● **Textauszug**
◇ ◇ ◇

Um Schreiben zu können, nicht nur unterwegs, gibt es eine Vielzahl an Programmen.
So weiß ich zum Beispiel von Zenwriter, einem Programm, dass es Autoren ermöglichen soll, sich ganz auf das Schreiben zu konzentrieren und sich von der Umwelt abzuschalten. Erreicht werden soll das mit einer spartanischen Benutzeroberfläche. Man hat nur ein weißes Blatt vor sich und, wenn man das möchte, eingespielte Zenmusik, die entspannend wirken soll. Gleichzeitig werden Ablenkungen durch Benachrichtigungen von Twitter und Freunden umgangen, in dem das Programm diese Benachrichtigungen unterdrückt. Der Autor ist also wirklich allein mit sich und dem weißen Blatt.

◇ ◇ ◇

[Datensätze aus einer Datensammlung]
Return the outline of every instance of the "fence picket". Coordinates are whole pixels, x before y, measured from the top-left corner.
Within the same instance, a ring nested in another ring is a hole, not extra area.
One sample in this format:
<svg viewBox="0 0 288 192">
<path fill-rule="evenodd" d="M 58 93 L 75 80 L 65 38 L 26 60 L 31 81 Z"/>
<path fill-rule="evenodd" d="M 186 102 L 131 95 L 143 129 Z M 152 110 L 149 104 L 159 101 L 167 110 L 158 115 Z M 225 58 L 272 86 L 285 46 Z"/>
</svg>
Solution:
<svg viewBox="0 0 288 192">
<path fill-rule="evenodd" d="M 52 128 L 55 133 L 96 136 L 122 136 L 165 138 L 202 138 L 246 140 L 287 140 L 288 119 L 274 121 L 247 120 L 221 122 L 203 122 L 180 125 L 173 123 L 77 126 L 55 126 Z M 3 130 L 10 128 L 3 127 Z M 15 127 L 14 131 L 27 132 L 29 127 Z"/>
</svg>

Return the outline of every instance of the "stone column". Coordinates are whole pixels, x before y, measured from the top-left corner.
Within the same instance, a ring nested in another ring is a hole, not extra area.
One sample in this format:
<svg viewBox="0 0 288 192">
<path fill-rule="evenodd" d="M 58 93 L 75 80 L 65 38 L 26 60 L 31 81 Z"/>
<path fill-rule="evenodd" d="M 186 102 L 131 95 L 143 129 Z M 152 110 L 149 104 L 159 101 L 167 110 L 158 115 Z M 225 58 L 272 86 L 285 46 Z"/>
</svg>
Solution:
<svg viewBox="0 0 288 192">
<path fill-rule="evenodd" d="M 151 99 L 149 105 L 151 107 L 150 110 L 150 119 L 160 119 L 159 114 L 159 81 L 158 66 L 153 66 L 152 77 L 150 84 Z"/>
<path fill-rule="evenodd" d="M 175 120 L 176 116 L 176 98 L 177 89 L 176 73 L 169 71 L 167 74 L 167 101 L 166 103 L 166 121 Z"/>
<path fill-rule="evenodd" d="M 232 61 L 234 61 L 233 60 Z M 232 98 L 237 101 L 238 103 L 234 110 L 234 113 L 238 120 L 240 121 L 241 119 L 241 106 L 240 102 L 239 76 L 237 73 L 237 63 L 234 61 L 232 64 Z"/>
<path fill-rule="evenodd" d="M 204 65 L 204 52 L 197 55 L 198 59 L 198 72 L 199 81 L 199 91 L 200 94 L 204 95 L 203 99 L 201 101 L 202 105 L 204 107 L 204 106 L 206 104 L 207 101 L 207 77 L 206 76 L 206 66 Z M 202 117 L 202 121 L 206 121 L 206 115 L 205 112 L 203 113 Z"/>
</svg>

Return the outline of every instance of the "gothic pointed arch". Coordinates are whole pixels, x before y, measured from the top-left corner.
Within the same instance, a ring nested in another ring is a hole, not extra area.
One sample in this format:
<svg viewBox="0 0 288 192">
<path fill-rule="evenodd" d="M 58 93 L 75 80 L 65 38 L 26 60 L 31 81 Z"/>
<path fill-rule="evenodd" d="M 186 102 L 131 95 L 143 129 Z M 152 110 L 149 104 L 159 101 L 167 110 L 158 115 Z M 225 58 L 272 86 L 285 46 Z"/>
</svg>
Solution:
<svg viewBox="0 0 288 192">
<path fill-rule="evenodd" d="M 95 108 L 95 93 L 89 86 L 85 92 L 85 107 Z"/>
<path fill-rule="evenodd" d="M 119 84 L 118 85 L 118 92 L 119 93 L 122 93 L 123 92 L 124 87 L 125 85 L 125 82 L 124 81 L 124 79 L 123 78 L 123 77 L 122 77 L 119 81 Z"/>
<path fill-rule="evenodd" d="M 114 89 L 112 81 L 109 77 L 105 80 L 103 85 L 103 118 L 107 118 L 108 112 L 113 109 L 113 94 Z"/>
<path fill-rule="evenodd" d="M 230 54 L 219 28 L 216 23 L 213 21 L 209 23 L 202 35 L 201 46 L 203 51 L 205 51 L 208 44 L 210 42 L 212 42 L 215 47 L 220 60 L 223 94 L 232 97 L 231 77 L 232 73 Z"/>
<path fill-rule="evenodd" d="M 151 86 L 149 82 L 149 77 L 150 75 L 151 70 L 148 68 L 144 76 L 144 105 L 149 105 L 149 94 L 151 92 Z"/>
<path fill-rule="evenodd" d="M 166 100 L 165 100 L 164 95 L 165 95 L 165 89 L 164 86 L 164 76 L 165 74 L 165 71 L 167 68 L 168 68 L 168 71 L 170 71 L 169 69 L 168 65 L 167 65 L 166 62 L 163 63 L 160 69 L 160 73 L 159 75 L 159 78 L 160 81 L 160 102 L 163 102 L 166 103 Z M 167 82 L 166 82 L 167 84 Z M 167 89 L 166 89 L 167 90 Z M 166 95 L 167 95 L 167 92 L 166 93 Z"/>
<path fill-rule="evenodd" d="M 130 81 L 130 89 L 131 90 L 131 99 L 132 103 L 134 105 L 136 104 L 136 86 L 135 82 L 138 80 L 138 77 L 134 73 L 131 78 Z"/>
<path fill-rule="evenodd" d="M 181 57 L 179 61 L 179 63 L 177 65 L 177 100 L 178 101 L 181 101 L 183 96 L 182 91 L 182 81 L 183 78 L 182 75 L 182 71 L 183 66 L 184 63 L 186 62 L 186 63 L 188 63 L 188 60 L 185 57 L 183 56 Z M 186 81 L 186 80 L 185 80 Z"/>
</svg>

◇ ◇ ◇

● **Aufgaben**
1. Welchem Zweck dient die spartanische Benutzeroberfläche von Zenwriter laut dem Text über Schreibprogramme? Antworten Sie in ein bis drei Sätzen.
2. Führen Sie den Text über Schreibprogramme im Anschluss an seinen letzten Satz weiter.
Für die Bearbeitung werden die Datensätze nicht benötigt.

● **Lösungen**
1. Die spartanische Benutzeroberfläche soll es Autoren ermöglichen, sich ganz auf das Schreiben zu konzentrieren und sich von der Umwelt abzuschalten. Deshalb hat man nur ein weißes Blatt vor sich.

2.
Ganz ähnlich wie Zenwriter ist Focus Writer. Auch hier soll die Wortanzahl durch die Konzentration auf das Wesentliche erreicht werden. Die Frage hierbei ist nur, warum man das nicht auch selbst machen kann, einfach mal den „Aus“ - Knopf drücken?
Doch nicht nur für die Autoren, die im entspannten Zustand schreiben wollen gibt es etwas. Für die, die die Angst im Nacken spüren müssen, um es fließen lassen zu können, gibt es auch Hilfe. Flowstate nennt sich das fiese kleine Programm, bei dem man zu Beginn angeben muss, wie lange man schreiben möchte und dann nur noch um sein Leben tippen kann. Tut man das nicht, dann kann man seinem Text nur noch beim Verblassen zusehen, bis er ganz vom Computerbildschirm verschwindet und die Arbeit eines ganzen Tages zunichte ist. Schreiben mit Gruseleffekt. Ist doch mal was?
Neben diesen spielerisch angehauchten Programmen gibt es natürlich noch die Standardprogramme: Papyrus, Scrievener, Ywriter…. und und und.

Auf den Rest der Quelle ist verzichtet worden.